§ What the exercise asks
Convert every line of the records below into a JSON list of strings, one string per line, with blank lines omitted.

====== Data in this exercise

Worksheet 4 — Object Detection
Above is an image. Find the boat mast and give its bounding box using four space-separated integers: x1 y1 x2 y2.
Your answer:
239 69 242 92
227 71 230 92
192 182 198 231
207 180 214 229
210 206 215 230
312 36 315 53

============

§ Answer for the task
[
  "Worksheet 4 — Object Detection",
  "Above is an image. Find the boat mast and give its bounding box using four space-separated integers: x1 y1 x2 y2.",
  "Your answer:",
  "239 69 242 92",
  "227 71 230 92",
  "192 182 198 231",
  "207 180 214 229",
  "210 206 215 230",
  "312 36 315 53"
]